Text provided.
Introduction
So I would like to discuss the radical difference between the American and French revolutions, and would like to do so with the aid of Friedrich von Gentz (1764-1832). He was a German writer, thinker, publicist, and man of public affairs. He wrote a short little booklet comparing the two revolutions, and it was published in 1800, the same year Jefferson was elected to the presidency. This year was significant because Washington and Adams had both been Federalists, and with the election of Jefferson, a Republican, it was possible to see the rise of normal “politics,” and peaceful transitions of power. America had survived—but what was the nature of this thing that had survived?
The booklet was translated for the English-speaking world soon after publication. The translation was done by John Quincy Adams, the son of our second president, and a man who was destined to become our sixth president. This meant the essay was presented to the reading public in English long before the translator rose to the presidency, and it provides us with a good glimpse of the early struggle to control the narrative of America’s founding. Everyone knew that America was independent now, but what did that mean exactly?
Names and Narratives
I would prefer to call our revolution the American War for Independence, but the American “Revolution” resulted in far more than simple independence. It was an event which captured the world’s imagination, which meant that many different factions wanted to use it for the advancement of their own projects. Everyone knew that the War for Independence was important. But what sort of importance did it have?

Your instructions. Carry on the essay on the American and French revolutions from its last sentence. The entries that come next are separate material and have no connection to the essay on the American and French revolutions.

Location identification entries
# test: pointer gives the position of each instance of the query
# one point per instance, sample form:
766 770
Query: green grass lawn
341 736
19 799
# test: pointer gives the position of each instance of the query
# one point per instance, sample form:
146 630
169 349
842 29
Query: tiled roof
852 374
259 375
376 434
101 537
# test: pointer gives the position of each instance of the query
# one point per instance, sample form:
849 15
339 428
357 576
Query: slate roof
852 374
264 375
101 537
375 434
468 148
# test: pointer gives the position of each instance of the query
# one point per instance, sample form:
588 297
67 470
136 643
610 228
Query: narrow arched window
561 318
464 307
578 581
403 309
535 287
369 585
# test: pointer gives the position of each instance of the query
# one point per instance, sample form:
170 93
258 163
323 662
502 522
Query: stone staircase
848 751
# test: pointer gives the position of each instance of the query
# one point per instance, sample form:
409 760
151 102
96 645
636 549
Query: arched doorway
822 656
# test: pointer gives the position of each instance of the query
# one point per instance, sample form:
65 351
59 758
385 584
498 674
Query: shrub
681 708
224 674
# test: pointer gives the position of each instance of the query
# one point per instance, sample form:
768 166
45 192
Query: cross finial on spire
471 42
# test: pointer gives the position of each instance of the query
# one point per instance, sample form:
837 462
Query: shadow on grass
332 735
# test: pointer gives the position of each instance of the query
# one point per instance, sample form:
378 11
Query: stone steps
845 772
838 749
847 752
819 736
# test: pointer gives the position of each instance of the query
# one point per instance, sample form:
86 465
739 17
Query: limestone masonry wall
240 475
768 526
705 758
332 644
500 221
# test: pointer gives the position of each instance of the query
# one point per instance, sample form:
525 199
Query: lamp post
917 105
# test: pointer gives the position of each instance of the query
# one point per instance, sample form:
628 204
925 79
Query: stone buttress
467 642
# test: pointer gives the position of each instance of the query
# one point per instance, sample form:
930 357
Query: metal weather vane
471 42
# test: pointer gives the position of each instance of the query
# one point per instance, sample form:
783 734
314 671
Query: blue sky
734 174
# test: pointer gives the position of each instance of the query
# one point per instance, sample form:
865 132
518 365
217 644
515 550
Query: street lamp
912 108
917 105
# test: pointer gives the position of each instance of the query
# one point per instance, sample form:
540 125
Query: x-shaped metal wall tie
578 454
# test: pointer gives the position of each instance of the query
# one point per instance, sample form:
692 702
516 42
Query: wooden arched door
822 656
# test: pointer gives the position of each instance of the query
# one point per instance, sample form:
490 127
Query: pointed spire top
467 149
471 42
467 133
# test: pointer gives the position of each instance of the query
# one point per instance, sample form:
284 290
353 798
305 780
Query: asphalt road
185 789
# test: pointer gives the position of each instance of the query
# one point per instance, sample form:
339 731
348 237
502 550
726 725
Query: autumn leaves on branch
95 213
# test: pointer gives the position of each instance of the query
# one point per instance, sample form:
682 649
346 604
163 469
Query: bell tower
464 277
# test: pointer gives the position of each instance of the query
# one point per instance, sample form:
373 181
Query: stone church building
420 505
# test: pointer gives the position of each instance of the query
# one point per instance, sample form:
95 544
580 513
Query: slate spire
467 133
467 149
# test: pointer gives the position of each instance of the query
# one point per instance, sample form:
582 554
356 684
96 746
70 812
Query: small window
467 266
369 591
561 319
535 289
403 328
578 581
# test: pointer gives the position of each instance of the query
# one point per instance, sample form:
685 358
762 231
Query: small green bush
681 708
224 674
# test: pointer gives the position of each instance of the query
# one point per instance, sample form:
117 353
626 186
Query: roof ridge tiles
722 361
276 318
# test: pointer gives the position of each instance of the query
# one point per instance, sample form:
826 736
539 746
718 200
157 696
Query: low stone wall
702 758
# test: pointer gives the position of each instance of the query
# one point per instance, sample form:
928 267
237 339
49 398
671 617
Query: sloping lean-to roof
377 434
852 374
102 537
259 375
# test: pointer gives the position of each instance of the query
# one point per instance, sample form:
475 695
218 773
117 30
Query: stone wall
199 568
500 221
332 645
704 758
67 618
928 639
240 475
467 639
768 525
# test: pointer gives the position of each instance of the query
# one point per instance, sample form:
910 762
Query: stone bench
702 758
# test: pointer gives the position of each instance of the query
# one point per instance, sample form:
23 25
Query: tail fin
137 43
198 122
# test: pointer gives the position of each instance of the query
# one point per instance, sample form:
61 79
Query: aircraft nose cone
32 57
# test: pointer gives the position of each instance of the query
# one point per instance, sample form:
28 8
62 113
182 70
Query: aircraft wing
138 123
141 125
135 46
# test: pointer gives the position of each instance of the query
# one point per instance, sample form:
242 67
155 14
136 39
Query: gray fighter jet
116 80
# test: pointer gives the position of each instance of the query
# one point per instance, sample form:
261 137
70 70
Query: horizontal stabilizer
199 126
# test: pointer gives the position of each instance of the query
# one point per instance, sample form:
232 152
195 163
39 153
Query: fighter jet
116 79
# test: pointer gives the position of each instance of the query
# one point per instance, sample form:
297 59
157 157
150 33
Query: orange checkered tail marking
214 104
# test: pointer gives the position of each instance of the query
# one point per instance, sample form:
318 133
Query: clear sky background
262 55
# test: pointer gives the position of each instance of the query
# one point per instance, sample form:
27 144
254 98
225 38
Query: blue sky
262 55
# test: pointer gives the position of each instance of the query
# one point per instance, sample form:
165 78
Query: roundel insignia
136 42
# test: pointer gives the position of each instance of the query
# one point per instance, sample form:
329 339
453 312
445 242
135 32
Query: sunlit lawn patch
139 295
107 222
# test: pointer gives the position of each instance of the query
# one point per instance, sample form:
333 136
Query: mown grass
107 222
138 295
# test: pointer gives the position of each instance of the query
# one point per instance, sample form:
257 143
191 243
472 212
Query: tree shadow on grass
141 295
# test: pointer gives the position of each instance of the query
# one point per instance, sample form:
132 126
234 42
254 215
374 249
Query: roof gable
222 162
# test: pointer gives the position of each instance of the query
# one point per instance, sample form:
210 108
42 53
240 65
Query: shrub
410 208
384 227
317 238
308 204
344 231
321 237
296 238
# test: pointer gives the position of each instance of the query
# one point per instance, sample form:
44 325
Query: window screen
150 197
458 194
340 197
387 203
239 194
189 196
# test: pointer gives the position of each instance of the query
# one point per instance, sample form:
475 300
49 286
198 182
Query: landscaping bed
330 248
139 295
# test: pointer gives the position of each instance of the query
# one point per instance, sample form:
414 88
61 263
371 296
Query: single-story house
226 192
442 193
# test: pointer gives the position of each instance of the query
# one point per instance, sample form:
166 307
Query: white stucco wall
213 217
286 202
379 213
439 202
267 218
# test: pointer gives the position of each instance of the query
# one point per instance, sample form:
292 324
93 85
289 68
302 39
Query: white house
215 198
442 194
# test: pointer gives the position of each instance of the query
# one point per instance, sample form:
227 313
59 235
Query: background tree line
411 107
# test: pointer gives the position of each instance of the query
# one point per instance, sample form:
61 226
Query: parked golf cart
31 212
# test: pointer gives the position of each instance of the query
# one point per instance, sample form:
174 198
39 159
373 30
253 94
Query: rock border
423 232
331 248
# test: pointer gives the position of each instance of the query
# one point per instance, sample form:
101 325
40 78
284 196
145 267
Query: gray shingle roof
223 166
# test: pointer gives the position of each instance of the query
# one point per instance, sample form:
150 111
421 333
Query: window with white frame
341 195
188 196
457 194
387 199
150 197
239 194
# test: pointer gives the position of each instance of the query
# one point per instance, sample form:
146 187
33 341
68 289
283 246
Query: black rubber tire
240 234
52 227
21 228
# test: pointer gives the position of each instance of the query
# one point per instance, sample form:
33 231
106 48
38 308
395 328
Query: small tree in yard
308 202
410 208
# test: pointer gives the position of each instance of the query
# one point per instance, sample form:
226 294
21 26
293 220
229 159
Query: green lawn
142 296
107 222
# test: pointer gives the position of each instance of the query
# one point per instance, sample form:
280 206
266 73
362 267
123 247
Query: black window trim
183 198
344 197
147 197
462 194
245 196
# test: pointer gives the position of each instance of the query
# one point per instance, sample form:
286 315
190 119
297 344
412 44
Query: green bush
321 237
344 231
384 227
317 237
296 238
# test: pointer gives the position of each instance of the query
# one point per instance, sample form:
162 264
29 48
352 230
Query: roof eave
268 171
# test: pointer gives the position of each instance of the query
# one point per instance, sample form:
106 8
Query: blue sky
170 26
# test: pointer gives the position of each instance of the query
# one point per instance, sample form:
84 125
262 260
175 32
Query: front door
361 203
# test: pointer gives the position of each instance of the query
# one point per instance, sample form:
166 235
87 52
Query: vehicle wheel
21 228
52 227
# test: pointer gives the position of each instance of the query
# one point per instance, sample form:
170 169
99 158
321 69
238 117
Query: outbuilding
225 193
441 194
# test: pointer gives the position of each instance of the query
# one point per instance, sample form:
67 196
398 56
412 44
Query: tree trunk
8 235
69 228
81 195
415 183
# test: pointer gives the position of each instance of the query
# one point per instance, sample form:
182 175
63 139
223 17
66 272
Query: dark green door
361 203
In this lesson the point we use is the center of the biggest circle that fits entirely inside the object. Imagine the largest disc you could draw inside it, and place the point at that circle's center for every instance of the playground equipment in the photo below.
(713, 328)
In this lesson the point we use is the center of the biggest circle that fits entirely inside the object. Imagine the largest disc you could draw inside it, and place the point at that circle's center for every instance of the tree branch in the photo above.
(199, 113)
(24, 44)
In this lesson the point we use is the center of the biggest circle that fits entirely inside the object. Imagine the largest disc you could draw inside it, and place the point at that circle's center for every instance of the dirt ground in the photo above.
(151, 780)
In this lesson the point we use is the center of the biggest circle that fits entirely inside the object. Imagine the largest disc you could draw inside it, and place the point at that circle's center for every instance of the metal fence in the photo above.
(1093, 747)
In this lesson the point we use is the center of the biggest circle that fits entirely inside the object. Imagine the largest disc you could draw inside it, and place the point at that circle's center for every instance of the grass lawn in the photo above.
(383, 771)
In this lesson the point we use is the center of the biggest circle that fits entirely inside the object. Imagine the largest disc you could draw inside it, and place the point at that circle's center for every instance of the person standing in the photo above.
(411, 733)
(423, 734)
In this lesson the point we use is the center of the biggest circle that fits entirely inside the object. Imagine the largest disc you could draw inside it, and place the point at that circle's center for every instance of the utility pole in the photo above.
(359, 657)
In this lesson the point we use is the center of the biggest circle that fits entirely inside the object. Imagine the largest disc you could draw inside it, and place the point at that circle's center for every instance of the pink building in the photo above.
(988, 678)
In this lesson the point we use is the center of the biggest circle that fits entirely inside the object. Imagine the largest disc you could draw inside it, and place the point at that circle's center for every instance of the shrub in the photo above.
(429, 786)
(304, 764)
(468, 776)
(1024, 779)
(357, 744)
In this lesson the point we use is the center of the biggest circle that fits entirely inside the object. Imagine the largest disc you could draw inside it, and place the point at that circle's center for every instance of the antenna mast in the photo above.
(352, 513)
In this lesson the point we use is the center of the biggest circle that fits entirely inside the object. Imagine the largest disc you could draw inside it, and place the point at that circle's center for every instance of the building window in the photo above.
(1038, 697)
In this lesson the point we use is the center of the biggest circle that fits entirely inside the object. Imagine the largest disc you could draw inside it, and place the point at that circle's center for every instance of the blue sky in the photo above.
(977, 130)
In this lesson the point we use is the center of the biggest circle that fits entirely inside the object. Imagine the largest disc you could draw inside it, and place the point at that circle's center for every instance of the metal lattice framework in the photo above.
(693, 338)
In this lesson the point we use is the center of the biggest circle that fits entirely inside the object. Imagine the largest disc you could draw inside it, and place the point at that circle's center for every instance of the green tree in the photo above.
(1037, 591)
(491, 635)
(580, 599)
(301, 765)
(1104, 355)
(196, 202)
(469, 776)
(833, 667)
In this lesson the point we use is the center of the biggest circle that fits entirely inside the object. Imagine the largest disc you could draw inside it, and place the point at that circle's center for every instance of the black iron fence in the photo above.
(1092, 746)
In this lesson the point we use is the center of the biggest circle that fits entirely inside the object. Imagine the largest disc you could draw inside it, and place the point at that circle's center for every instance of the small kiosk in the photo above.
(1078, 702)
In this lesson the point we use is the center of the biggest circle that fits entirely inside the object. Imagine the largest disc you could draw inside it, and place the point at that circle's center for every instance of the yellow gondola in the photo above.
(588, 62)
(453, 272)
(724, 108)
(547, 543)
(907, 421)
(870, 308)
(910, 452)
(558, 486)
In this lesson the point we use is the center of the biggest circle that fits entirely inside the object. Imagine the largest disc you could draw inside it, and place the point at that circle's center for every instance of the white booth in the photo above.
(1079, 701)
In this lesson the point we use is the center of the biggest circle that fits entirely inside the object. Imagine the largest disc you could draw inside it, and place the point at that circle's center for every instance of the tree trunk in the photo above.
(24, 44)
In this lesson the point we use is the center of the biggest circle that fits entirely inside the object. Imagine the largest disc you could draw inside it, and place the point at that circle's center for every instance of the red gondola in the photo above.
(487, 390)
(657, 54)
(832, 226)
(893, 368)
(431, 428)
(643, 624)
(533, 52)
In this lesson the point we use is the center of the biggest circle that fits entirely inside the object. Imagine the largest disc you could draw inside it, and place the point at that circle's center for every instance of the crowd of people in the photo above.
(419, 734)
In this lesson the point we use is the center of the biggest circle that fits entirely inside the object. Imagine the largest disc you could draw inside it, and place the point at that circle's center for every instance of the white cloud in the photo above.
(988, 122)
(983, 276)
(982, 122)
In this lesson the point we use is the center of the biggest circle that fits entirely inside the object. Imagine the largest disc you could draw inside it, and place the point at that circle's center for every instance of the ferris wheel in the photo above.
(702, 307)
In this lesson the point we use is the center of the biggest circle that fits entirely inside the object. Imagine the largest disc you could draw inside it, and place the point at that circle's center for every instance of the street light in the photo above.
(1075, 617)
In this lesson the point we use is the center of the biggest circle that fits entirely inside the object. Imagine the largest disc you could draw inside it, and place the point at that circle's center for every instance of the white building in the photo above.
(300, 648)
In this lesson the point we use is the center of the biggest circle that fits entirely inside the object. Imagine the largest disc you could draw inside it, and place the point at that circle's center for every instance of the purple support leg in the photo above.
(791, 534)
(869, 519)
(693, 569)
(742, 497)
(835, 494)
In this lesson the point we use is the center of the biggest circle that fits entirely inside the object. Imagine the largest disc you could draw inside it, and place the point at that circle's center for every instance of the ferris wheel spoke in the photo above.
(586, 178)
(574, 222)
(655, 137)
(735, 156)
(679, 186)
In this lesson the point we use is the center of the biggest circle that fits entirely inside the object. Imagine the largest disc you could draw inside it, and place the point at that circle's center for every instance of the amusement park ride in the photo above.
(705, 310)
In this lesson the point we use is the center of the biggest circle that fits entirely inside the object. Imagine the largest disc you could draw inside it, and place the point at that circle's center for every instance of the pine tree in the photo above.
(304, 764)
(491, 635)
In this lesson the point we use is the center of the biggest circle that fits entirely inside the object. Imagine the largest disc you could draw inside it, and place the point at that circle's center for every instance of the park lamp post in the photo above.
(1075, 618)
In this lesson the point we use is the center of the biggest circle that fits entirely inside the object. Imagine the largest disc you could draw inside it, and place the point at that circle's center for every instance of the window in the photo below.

Exercise response.
As historians, biographers, journalists, and politicians wrote about it, a battle for control of the narrative began, and it began very early on. Some saw it as the first in a series of inevitable revolutions, and so they naturally welcomed the French Revolution as the obvious next step. Others (e.g. Edmund Burke, Friedrich Gentz, or John Quincy Adams), saw the revolutions as strikingly different, as different as night and day.
Modern Christians have gotten used to our “culture wars.” This should not be surprising—these culture wars have been with us from the very foundation of our nation. They are not something new that erupted when the first hippies started to disrupt Berkeley. From the very beginning, we have had men like Patrick Henry, wanting America to take her place among the nations of Christendom. And also from the very beginning, we have had men like Thomas Paine, who wanted something much more like the French Revolution. For Christians, part of the reason our culture wars are so confusing is because we have neglected the principles laid down at our nation’s founding.
The fighting that we now call the American War of Independence actually started in 1775, and independence was not openly declared until July of the next year. The war lasted for 8 years, until1783. When the Treaty of Paris was signed, the new nation operated for six years under the Articles of Confederation, after which a consensus arose about the need for a more robust Constitution.
Making Distinctions
So John Quincy Adams’ wrote the preface to his translation of Gentz’s booklet, he makes his basic point very strongly. Gentz did a fine job, he said, because his booklet “rescues that revolution from the disgraceful imputation of having proceeded from the same principles as that of France” (p. 3). Now disgraceful is a strong word. He goes on to say that the revolutions of America and France were as different as “right and wrong” (p. 4).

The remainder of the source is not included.